### Problem
Print the listing below again, exactly. Skip the pictures.

· · · · · · ·

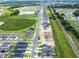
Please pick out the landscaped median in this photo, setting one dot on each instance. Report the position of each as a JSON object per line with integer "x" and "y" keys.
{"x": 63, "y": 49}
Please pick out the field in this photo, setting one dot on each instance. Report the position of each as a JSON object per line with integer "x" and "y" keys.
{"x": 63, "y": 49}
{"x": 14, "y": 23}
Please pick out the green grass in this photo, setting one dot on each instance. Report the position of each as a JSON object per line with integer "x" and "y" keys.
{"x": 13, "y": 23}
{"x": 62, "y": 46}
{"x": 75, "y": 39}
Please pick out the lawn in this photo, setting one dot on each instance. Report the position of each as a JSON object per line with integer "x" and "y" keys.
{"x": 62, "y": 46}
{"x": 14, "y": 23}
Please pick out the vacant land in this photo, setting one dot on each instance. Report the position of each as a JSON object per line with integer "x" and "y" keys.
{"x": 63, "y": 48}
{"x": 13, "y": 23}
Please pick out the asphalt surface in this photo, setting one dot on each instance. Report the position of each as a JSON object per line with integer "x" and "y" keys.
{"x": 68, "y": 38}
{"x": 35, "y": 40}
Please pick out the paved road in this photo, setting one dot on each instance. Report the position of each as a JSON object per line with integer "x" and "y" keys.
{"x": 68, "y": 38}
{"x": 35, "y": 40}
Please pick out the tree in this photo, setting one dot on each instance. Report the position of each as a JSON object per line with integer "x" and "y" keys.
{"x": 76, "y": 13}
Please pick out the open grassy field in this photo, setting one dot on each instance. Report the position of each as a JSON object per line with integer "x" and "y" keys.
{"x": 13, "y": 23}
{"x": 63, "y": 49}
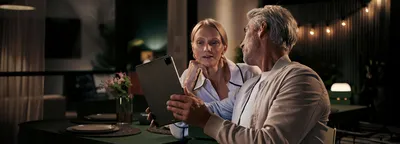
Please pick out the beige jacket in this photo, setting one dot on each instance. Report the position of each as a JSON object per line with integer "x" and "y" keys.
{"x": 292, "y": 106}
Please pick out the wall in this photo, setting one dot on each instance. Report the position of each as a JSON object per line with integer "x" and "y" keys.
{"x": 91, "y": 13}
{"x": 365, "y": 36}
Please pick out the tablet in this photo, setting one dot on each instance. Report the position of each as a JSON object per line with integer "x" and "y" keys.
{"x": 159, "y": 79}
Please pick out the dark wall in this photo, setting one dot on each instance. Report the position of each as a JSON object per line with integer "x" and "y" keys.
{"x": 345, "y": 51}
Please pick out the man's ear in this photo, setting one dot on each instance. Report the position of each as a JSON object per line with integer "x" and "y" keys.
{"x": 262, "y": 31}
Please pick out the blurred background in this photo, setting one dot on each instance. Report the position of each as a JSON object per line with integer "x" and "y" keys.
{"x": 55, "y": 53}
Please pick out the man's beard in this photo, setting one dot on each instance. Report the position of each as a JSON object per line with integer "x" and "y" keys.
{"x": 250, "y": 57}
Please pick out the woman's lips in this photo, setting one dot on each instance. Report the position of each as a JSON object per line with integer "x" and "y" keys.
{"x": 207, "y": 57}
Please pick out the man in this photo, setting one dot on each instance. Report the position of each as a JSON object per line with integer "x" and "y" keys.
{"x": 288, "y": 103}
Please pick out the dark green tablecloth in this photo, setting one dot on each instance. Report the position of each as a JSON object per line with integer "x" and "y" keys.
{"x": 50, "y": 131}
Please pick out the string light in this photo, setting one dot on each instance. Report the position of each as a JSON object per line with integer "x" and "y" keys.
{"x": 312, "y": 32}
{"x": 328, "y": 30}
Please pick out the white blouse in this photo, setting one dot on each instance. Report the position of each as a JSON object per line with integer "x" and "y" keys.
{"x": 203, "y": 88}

· · · · · · ·

### Answer to the exercise
Please pick out the landscaped median in this photo, setting one dot on each instance. Report the position of each as a JSON object per line with integer "x" and "y" keys.
{"x": 63, "y": 49}
Please pick out the field in this photo, setting one dot on each instance. Report the position of each as a JSON object per line with integer "x" and "y" keys.
{"x": 63, "y": 49}
{"x": 14, "y": 23}
Please pick out the green grass in this photo, setting one dot on each instance. Report the position of each as a JSON object per line with integer "x" and "y" keys.
{"x": 13, "y": 23}
{"x": 62, "y": 46}
{"x": 75, "y": 39}
Please pick out the lawn in this photo, setting one dot on each instance. Report the position of each as a JSON object per line with integer "x" and "y" keys.
{"x": 62, "y": 46}
{"x": 14, "y": 23}
Please pick out the vacant land in this photo, setting one dot on each instance. Report the position of each as a JSON object per line with integer "x" and "y" keys.
{"x": 63, "y": 48}
{"x": 13, "y": 23}
Please pick out the asphalt surface in this photo, setting one dot on each instance. Report the position of each as a JSON object per line with integer "x" and "y" keys.
{"x": 68, "y": 38}
{"x": 35, "y": 40}
Please pick out the paved road in this photo, setting one dot on each instance. Report the position of each as a JSON object per line with integer "x" and "y" keys.
{"x": 68, "y": 38}
{"x": 35, "y": 40}
Please pick out the tree in this photo, setting one dot on each instance. Report the position of each as a JSON object per line with integer "x" and "y" keys.
{"x": 76, "y": 13}
Please pick out the open grassy field in this photo, setting one dot on each instance. Report the position of each as a JSON object per line with integer "x" and "y" keys.
{"x": 13, "y": 23}
{"x": 63, "y": 49}
Please pick out the beige jacket in this photo, setting one dot on each instance. Report the position of each as a JSON object per line with integer "x" and "y" keys.
{"x": 292, "y": 106}
Please pick out the wall in this photo, setting one dot on each instance. Report the position of each as a JSON object per line with integer "x" and "y" keys.
{"x": 91, "y": 13}
{"x": 365, "y": 36}
Please pick out the tablet in this photo, setting one dot on each instance. Report the position of each as a JSON object per line with integer "x" and "y" keys.
{"x": 159, "y": 79}
Please pick out the dark wall in this photo, setting one dot on each instance. Report the position of each as a JSON object per line with integer "x" and "y" keys.
{"x": 345, "y": 51}
Please pick out the man's ear in this photo, setting one dot on each instance. Report the position of each as a JSON object per line with integer "x" and "y" keys.
{"x": 262, "y": 31}
Please pick out the blurred background in this photo, setting one dot on each instance. Report the position of each as a JSON object per line with integer "x" and "y" keys.
{"x": 55, "y": 53}
Please pick out the man's beard in this photo, setting one dot on each instance. Report the position of each as a JSON object per line with integer "x" and "y" keys.
{"x": 250, "y": 57}
Please pick out the woman's lips in this photo, setting one dot on each instance. Report the position of each as a JSON object per line with integer "x" and "y" keys.
{"x": 207, "y": 57}
Please pick out the man in this photo, setting one dot on each instance. Report the position of each as a JSON object per line with integer "x" and "y" keys.
{"x": 288, "y": 103}
Please pick out the dark green tablecloth in this photo, setting one dot on each instance. Report the position of each as a JSON object per line with integer "x" and "y" keys.
{"x": 50, "y": 131}
Please pick out the string light in this photo, setting one dot on each instance. Report the position of each as a JSON object per line with integer "x" and "y" keys.
{"x": 312, "y": 32}
{"x": 328, "y": 30}
Please pick out the white blouse in this photo, setting one dot on each instance. Report the position of each as a JSON object per line with integer "x" and "y" keys.
{"x": 203, "y": 88}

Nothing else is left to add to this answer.